→ **OPDRACHTEN**
1. Welke hobby noemt de tekst over Nederlandse romans naast lezen?
2. Ga verder met de tekst over Nederlandse romans, direct na de laatste zin.

→ **TEKSTFRAGMENT**
Het begin van mijn liefde voor literatuur. Zes (boeken van) Nederlandse auteurs die ik graag lees.
Op mijn blog heb ik het vaak (heel vaak) over de romans en boeken die ik lees. Lezen is mijn grootste hobby, samen met hockeyen. Maar voor mijn gevoel ontbrak er een blog over een toch vrij cruciaal onderwerp: Nederlandse romans door Nederlandse auteurs. Een ondergeschoven kindje, want de romans die meestal in het nieuws staan, zijn buitenlandse romans (Amerikaans, Engels…). En dat terwijl er ook zoveel moois is van eigen bodem!
Van wat voor Nederlandse romans houd ik?

→ **VERZAMELDE RIJEN**
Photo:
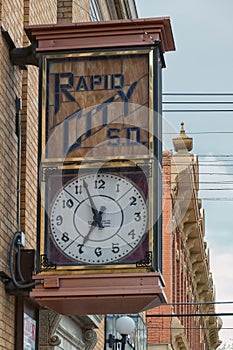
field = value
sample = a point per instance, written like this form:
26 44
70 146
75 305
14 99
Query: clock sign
98 219
99 161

→ **DE ANTWOORDEN**
1. Hockeyen.

2.
Van boeken met donkere kaften blijkbaar ;-). Deze top 6 samenstellen was nog best lastig, in die zin dat ik me natuurlijk niet alles kan herinneren wat ik ooit gelezen heb en daarom bang ben dat ik een favoriet heb overgeslagen. Maar met deze 6 zit ik in elk geval goed. Dit zijn geen toevalstreffers, het zijn romans van auteurs van wie ik meerdere boeken heb gelezen die ik allemaal goed vind. De een wat beter dan de ander, maar sowieso de moeite waard.
Ik wilde trouwens graag 6 boeken uitlichten, dat betekent keuzes maken. Zo wilde ik Griet op de Beeck eigenlijk ook, maar die is Belgisch. Mocht ik nog meer plekken te vergeven hebben, dan zou ik bijvoorbeeld Arthur Japin, Hanna Bervoets, Renate Dorrestein en Peter Buwalda kiezen.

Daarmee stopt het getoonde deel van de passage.